(Task to complete): Translate this sentence from the article on dinosaur snouts grown in chickens into Spanish: "Scientists have successfully grown a dinosaur beak on a chicken in a laboratory."

(Document section):
Velociraptor snouts grown on chickens in Frankensteinosaurus experiment
Scientists have successfully grown a dinosaur beak on a chicken in a laboratory.
Led by Yale palaeontologist Bhart-Anjan S. Bhullar and Harvard developmental biologist Arhat Abzhanov, the team managed to replicate the molecular process that saw dinosaur snouts becoming the very first bird beaks.
Publishing their findings in the journal Evolution, the team used fossil records as a guide to copy the ancestral molecular development to transform chicken embryos into specimens that had a dinosaur snout and palate.
The dinosaur snouts it would have most closely resembled would have been the Velociraptor and Archaeopteryx.
Bhullar said: "Our goal here was to understand the molecular underpinnings of an important evolutionary transition, not to create a 'dino-chicken' simply for the sake of it."
He said the beak is a vital part of the bird feeding apparatus. It is the part of the avian skeleton that has diversified most extensively and radically over time. "Yet little work has been done on what exactly a beak is, anatomically, and how it got that way either evolutionarily or developmentally," he added.
In their study, the team tried a new approach to finding the molecular mechanism involved in creating the skeleton of the beak. They analysed the anatomy of related fossils to get an idea about the transition, then looked for shifts in the gene expression that correlated with it.
They looked at the embryos of emus, alligators, lizards and turtles. Findings showed birds have a unique median gene expression zone of two different facial development genes early on in embryonic development compared with non-bird reptiles and mammals.
Researchers then used small-molecule inhibitors to eliminate the activity of the proteins produced to induce the ancestral molecular activity and the ancestral anatomy.
The beak structure reverted and the palatine bone on the roof of the mouth went back to its ancestral state. "This was unexpected and demonstrates the way in which a single, simple developmental mechanism can have wide-ranging and unexpected effects," Bhullar said.

(Stored records)
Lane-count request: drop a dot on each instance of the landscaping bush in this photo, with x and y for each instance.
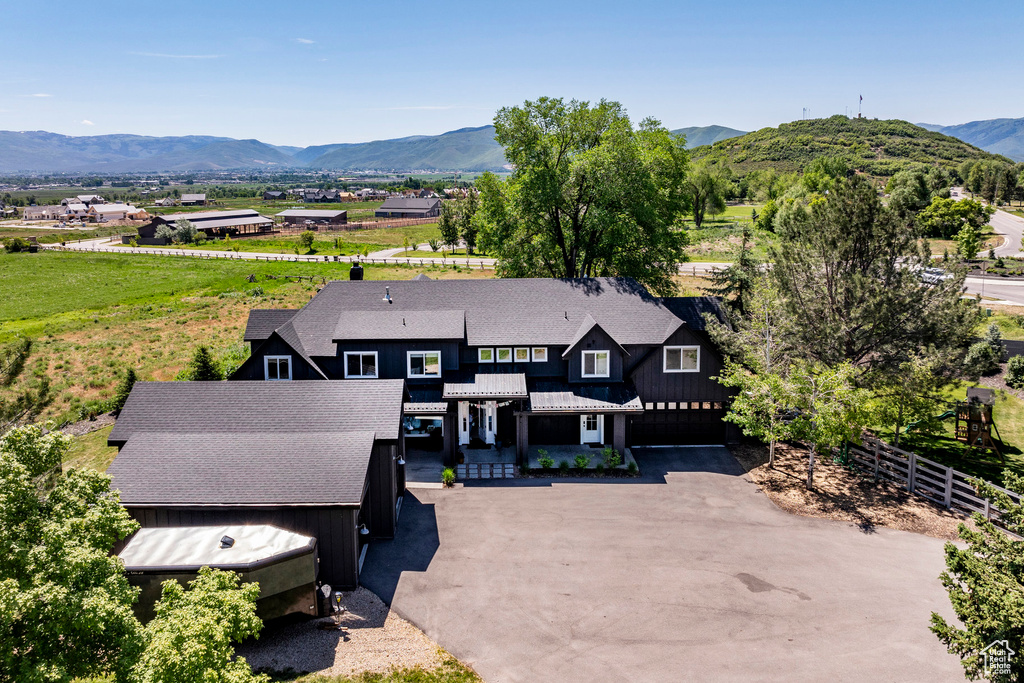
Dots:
(1015, 372)
(980, 359)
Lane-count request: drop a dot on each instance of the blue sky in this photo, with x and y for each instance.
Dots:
(306, 73)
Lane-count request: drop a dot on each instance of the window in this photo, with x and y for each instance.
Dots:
(360, 364)
(278, 368)
(682, 359)
(424, 364)
(595, 364)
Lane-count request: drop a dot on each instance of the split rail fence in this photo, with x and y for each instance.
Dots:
(924, 477)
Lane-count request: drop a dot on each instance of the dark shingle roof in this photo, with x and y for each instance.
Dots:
(262, 322)
(218, 468)
(262, 408)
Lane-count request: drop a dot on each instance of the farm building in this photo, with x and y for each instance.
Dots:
(318, 459)
(406, 207)
(214, 223)
(322, 216)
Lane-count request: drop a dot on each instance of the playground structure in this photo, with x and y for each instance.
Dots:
(974, 420)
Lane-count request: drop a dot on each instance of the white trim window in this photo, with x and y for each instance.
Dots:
(595, 364)
(276, 368)
(681, 359)
(360, 365)
(424, 364)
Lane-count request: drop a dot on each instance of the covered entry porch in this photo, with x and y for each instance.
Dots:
(560, 415)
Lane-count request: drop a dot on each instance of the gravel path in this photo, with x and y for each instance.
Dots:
(372, 639)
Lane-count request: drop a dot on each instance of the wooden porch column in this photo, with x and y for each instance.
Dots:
(619, 436)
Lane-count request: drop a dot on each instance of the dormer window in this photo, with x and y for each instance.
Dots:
(595, 364)
(681, 359)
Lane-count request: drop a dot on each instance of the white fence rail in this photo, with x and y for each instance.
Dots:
(924, 477)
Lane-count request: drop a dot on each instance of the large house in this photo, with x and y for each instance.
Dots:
(511, 361)
(406, 207)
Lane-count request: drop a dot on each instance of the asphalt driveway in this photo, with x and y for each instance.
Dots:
(688, 573)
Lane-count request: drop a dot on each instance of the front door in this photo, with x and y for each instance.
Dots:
(592, 429)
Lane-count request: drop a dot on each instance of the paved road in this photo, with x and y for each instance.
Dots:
(689, 573)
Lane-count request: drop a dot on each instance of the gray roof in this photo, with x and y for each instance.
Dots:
(409, 203)
(489, 385)
(558, 397)
(184, 548)
(370, 325)
(262, 408)
(262, 322)
(228, 468)
(311, 213)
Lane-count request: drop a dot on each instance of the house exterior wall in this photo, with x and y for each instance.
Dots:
(336, 529)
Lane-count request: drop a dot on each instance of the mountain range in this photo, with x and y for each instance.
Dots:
(1000, 136)
(466, 150)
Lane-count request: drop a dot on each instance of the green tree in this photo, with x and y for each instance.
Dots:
(985, 582)
(65, 601)
(969, 242)
(706, 188)
(202, 368)
(124, 388)
(846, 268)
(190, 639)
(590, 195)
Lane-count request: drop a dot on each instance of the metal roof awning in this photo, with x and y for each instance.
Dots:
(489, 385)
(582, 399)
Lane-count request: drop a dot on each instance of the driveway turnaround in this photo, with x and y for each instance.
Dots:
(688, 572)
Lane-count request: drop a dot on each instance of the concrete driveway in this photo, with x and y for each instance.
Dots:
(687, 573)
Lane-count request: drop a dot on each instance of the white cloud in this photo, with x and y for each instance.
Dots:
(164, 55)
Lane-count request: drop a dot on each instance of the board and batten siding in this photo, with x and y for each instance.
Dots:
(335, 527)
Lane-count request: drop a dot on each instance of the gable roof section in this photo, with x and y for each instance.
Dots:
(262, 322)
(262, 408)
(397, 325)
(527, 311)
(227, 468)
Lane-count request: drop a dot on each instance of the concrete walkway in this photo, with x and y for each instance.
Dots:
(686, 573)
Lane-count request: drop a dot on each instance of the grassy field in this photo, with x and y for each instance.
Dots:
(93, 315)
(349, 242)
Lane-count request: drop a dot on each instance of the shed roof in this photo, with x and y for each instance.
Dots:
(228, 468)
(188, 548)
(262, 408)
(488, 385)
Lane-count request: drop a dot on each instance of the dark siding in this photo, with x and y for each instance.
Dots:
(596, 340)
(252, 369)
(335, 529)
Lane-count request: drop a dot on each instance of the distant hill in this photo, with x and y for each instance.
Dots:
(466, 148)
(1000, 136)
(879, 147)
(699, 135)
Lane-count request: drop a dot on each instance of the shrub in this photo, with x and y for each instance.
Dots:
(1015, 372)
(980, 359)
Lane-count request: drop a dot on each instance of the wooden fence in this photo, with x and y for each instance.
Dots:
(924, 477)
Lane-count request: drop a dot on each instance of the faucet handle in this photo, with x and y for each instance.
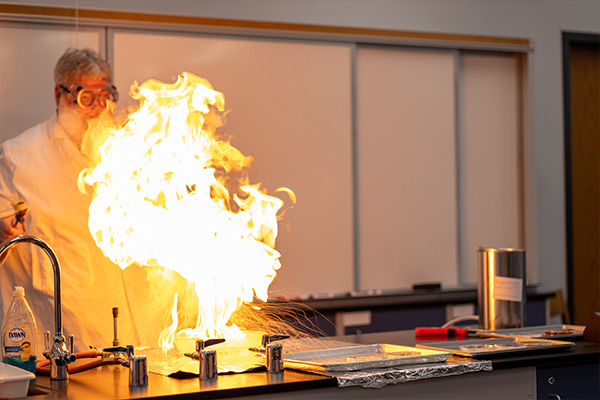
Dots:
(47, 342)
(71, 343)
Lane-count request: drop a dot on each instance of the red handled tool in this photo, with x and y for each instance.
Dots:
(441, 332)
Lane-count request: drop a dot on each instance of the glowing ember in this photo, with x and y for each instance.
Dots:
(164, 167)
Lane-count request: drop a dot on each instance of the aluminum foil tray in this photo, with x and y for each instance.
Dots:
(484, 348)
(558, 332)
(357, 358)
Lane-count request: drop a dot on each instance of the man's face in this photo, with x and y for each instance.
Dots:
(75, 112)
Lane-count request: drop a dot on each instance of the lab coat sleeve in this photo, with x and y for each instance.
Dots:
(9, 195)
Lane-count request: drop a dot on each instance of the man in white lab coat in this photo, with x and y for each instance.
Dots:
(41, 167)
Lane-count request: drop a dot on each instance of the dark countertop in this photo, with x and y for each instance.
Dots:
(391, 298)
(112, 381)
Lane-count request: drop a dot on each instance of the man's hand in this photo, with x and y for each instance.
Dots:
(10, 227)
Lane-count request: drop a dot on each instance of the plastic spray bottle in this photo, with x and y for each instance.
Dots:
(18, 333)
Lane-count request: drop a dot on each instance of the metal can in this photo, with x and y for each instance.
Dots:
(501, 288)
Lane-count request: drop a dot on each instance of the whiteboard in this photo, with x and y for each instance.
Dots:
(290, 109)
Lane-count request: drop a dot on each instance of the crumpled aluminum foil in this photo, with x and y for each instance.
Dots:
(379, 378)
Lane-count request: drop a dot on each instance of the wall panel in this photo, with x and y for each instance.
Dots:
(406, 168)
(290, 109)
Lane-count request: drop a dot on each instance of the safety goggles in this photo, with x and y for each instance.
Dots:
(86, 97)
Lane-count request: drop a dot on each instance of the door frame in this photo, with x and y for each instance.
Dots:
(570, 39)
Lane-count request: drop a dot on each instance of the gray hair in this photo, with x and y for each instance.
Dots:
(80, 64)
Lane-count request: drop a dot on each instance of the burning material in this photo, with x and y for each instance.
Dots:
(165, 170)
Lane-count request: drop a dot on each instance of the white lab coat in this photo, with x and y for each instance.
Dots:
(41, 166)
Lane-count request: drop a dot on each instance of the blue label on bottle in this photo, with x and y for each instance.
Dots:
(28, 365)
(16, 335)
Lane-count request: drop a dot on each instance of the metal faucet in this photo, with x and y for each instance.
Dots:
(59, 355)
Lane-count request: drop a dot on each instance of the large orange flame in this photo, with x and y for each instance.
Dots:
(163, 168)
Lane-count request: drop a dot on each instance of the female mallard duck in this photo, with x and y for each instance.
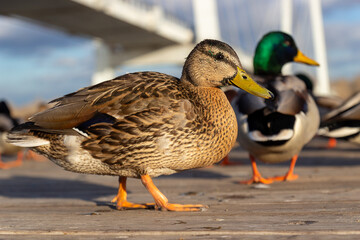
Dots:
(275, 131)
(145, 124)
(343, 122)
(7, 122)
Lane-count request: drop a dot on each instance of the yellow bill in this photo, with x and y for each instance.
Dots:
(244, 81)
(300, 57)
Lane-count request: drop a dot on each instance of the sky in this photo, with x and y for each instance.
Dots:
(40, 63)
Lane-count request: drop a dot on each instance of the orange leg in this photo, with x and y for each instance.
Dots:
(161, 202)
(256, 178)
(331, 143)
(289, 176)
(32, 155)
(227, 162)
(12, 164)
(121, 197)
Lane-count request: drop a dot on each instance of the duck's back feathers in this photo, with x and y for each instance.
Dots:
(129, 93)
(290, 97)
(344, 121)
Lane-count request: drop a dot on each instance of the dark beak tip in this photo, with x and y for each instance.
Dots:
(272, 96)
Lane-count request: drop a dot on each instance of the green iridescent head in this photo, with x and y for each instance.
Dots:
(274, 50)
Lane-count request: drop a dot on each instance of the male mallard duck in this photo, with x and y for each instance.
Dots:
(343, 122)
(325, 103)
(145, 124)
(275, 131)
(7, 122)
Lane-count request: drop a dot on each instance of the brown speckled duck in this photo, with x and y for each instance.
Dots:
(145, 124)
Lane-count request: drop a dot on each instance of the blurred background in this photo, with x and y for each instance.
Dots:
(50, 48)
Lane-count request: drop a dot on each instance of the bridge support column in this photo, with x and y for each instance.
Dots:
(104, 67)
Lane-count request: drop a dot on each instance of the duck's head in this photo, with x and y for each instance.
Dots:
(274, 50)
(213, 63)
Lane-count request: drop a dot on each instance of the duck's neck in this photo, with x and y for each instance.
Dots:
(266, 63)
(217, 117)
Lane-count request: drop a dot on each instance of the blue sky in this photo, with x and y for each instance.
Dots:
(41, 63)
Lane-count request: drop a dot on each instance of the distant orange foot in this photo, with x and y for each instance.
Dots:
(226, 162)
(256, 178)
(331, 143)
(289, 176)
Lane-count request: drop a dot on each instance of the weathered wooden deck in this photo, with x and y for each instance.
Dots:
(41, 201)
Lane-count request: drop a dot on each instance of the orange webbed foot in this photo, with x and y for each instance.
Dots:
(161, 202)
(257, 179)
(287, 177)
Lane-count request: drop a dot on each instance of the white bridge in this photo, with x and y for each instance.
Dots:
(134, 32)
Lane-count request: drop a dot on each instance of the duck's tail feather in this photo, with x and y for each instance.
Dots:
(23, 136)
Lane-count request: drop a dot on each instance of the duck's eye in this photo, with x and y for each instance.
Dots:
(286, 43)
(219, 56)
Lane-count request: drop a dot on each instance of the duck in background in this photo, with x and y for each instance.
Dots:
(275, 131)
(7, 122)
(325, 103)
(145, 124)
(343, 122)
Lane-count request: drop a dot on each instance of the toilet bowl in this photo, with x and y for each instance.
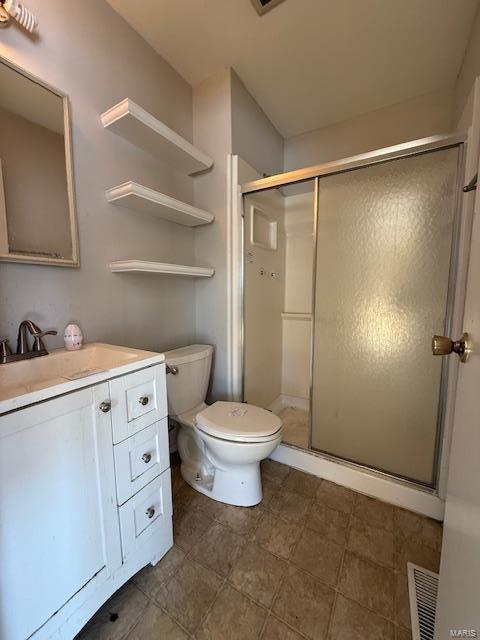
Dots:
(221, 445)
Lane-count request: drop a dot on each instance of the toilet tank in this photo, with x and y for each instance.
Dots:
(187, 389)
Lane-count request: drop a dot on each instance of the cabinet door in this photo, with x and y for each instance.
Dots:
(58, 521)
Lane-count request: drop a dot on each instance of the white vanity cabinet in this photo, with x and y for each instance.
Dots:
(85, 501)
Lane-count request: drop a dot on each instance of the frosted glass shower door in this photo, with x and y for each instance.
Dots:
(384, 243)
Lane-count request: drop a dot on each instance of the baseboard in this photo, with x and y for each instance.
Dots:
(284, 400)
(396, 492)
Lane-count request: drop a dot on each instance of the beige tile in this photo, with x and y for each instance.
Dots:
(353, 622)
(232, 617)
(432, 532)
(305, 603)
(408, 524)
(402, 602)
(189, 594)
(419, 528)
(218, 548)
(277, 630)
(334, 496)
(150, 579)
(203, 502)
(188, 526)
(117, 616)
(277, 535)
(155, 624)
(318, 556)
(328, 522)
(303, 483)
(371, 542)
(375, 512)
(274, 471)
(182, 494)
(291, 506)
(402, 634)
(408, 550)
(269, 490)
(368, 584)
(240, 519)
(257, 573)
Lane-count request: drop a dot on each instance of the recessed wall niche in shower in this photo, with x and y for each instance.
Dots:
(278, 305)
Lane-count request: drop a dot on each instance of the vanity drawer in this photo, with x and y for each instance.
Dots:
(148, 512)
(140, 458)
(138, 400)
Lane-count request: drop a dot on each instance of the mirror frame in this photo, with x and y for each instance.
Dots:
(74, 261)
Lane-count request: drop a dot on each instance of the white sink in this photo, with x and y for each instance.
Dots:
(60, 371)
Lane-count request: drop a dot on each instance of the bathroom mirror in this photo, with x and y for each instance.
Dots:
(37, 211)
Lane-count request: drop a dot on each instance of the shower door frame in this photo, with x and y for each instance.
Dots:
(455, 297)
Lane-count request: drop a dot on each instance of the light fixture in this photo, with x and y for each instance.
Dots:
(14, 9)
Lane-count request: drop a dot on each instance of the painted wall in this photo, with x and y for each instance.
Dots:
(469, 71)
(254, 138)
(212, 132)
(86, 50)
(418, 118)
(226, 120)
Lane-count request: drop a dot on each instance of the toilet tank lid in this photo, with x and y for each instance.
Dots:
(238, 419)
(188, 354)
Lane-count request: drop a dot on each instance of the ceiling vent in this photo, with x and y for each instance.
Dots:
(262, 6)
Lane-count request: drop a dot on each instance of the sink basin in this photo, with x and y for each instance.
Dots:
(25, 380)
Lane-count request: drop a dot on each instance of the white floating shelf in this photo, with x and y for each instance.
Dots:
(141, 266)
(130, 121)
(293, 315)
(135, 196)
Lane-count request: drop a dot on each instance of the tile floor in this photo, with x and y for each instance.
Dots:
(296, 426)
(312, 561)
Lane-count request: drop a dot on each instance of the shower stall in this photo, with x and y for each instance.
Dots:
(349, 269)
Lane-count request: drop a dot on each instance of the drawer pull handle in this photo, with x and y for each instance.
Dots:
(105, 406)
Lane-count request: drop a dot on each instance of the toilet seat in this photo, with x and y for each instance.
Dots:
(238, 422)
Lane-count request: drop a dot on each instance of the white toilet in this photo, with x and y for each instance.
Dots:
(221, 445)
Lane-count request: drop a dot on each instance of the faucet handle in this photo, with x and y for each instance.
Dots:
(37, 339)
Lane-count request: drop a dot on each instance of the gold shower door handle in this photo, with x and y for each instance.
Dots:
(442, 346)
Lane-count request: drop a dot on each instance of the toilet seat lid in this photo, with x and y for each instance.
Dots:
(230, 420)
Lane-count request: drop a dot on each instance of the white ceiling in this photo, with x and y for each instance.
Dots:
(310, 63)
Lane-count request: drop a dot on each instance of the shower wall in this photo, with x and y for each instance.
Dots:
(263, 303)
(297, 315)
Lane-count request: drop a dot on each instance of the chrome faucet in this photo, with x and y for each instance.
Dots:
(23, 349)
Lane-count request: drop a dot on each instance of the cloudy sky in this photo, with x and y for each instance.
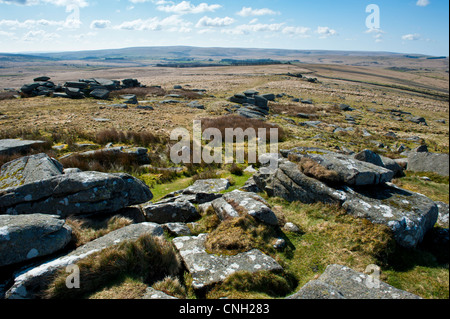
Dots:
(406, 26)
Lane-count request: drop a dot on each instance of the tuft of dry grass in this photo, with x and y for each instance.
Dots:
(239, 122)
(312, 169)
(239, 235)
(147, 259)
(144, 138)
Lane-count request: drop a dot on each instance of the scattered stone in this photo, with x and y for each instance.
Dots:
(25, 237)
(429, 162)
(177, 229)
(152, 293)
(75, 194)
(170, 212)
(30, 282)
(238, 203)
(29, 169)
(340, 282)
(208, 269)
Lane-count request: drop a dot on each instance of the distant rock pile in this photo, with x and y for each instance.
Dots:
(362, 188)
(252, 104)
(96, 88)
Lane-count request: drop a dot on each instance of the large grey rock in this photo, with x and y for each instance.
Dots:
(289, 183)
(350, 171)
(28, 236)
(340, 282)
(101, 94)
(12, 146)
(429, 162)
(238, 203)
(170, 212)
(409, 215)
(202, 191)
(75, 194)
(29, 282)
(443, 214)
(29, 169)
(208, 269)
(316, 289)
(369, 157)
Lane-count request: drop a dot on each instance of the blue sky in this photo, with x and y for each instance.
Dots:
(406, 26)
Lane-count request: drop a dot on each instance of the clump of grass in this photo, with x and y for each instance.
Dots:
(172, 287)
(262, 284)
(102, 162)
(144, 138)
(86, 230)
(147, 259)
(187, 94)
(239, 235)
(313, 169)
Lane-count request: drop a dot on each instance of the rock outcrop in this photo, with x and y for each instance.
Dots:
(75, 194)
(25, 237)
(208, 269)
(340, 282)
(409, 215)
(31, 281)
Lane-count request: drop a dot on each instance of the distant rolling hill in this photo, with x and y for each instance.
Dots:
(138, 53)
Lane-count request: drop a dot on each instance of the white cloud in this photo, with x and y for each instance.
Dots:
(411, 37)
(59, 3)
(214, 22)
(39, 36)
(422, 3)
(100, 24)
(185, 7)
(31, 24)
(249, 12)
(326, 32)
(172, 24)
(296, 30)
(259, 27)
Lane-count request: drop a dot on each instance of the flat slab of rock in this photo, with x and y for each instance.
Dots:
(340, 282)
(29, 169)
(25, 237)
(205, 190)
(75, 194)
(238, 203)
(409, 215)
(208, 186)
(429, 162)
(31, 281)
(170, 212)
(12, 146)
(350, 171)
(208, 269)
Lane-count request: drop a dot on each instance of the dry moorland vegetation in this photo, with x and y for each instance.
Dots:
(327, 234)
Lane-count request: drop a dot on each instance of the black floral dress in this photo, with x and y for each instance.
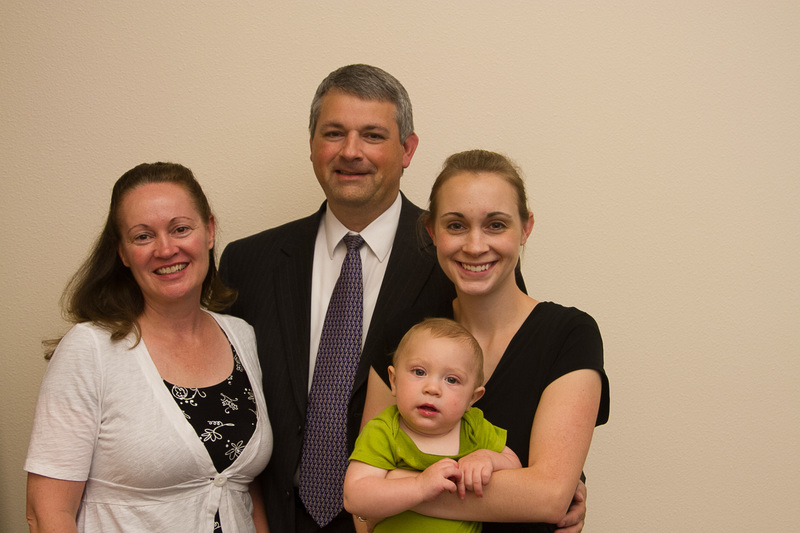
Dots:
(223, 415)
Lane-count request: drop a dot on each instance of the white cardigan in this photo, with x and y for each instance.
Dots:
(104, 416)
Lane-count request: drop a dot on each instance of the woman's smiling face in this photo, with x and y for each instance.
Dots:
(164, 242)
(478, 231)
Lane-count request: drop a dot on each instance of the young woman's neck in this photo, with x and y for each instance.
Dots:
(492, 312)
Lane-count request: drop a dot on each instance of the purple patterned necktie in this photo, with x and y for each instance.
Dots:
(324, 460)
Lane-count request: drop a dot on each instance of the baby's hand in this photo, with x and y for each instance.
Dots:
(476, 470)
(437, 478)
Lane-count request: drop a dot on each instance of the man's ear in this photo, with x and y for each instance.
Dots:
(409, 147)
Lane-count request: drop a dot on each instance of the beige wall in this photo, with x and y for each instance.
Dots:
(660, 142)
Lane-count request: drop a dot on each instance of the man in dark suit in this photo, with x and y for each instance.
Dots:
(362, 138)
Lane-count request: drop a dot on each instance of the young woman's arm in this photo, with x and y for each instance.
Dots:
(368, 492)
(542, 491)
(52, 504)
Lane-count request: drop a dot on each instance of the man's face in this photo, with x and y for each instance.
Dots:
(357, 155)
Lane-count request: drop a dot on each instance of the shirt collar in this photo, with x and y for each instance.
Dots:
(379, 235)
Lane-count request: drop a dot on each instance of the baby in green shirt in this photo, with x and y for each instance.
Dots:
(436, 376)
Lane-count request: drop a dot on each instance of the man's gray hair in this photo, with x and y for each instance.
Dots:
(368, 83)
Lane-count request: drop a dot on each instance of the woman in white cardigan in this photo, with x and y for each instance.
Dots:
(150, 416)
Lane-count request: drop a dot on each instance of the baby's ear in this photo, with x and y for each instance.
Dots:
(477, 394)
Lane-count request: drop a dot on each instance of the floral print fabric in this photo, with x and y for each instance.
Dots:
(223, 415)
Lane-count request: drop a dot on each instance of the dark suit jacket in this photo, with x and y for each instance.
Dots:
(272, 272)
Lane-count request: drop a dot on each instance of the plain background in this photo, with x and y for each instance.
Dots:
(661, 147)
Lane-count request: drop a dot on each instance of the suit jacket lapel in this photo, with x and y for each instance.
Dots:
(293, 289)
(404, 279)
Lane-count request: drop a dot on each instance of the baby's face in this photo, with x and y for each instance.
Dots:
(435, 383)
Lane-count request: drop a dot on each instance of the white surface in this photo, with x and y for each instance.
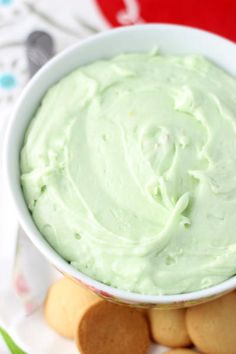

(Your solution): Los científicos han logrado desarrollar con éxito un pico de dinosaurio en un pollo en un laboratorio.